= YOUR OBJECTIVE =
Your answer must be the full set of records, repeated exactly.

= RECORDS FOR THIS TASK =
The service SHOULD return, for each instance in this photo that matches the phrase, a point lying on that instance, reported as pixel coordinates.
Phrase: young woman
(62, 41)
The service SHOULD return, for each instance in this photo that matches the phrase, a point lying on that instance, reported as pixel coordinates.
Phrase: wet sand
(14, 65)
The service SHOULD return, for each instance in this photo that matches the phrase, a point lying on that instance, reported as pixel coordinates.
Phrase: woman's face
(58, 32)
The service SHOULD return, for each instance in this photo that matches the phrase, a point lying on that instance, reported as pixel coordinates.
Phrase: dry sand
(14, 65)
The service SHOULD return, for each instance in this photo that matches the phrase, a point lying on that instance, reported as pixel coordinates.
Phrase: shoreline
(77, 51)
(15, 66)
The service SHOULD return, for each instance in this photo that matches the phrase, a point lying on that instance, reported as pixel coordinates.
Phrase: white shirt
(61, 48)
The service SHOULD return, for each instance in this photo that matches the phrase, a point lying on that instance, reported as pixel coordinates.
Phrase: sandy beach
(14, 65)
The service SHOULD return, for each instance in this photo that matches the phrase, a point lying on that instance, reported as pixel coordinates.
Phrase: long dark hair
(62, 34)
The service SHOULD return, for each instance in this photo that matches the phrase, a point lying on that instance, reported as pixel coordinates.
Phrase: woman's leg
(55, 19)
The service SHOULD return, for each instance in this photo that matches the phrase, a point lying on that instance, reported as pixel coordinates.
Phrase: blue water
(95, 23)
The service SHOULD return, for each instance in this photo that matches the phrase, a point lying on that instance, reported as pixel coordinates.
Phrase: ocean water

= ANSWER =
The service SHOULD return, for each instance in this photo that matches the phrase, a point lying on that instance, reported as pixel coordinates.
Phrase: young woman
(62, 41)
The service SHOULD return, for each instance in this photo that matches the phrase, a point lying on that instance, reported as pixel coordinates.
Phrase: wet sand
(14, 65)
The service SHOULD return, for each instance in this photo that matches the phrase, a point lying on that instance, reported as pixel coordinates.
Phrase: woman's face
(58, 32)
The service SHOULD return, for each instance in this photo that matches the phrase, a point lying on that instance, reported as pixel coordinates.
Phrase: dry sand
(14, 65)
The service SHOULD return, for each instance in this photo that matches the phrase, a point lying on that instance, reported as pixel coordinates.
Phrase: shoreline
(77, 51)
(15, 66)
The service SHOULD return, for each instance in this photo that matches the phrase, a point lying on that instance, reported as pixel coordinates.
Phrase: white shirt
(61, 48)
The service SHOULD return, for each instance in this photo that matches the phrase, a point lying on that instance, reported as pixel coordinates.
Phrase: sandy beach
(14, 65)
The service SHOULD return, for each instance in this photo that matches the phrase, a point lying on that instance, reported as pixel coordinates.
Phrase: long dark hair
(62, 34)
The service SHOULD return, for each instance in this photo that matches the phrase, a point lying on that instance, reported as pixel coordinates.
Phrase: woman's leg
(55, 19)
The service SHOULD return, for each instance in this photo that matches the phrase, a point lying on that instance, reported as pixel coordinates.
Phrase: blue water
(95, 23)
The service SHOULD return, for each instance in this photo that matches the phrase, a point lying on that instance, reported as pixel coordinates.
Phrase: ocean water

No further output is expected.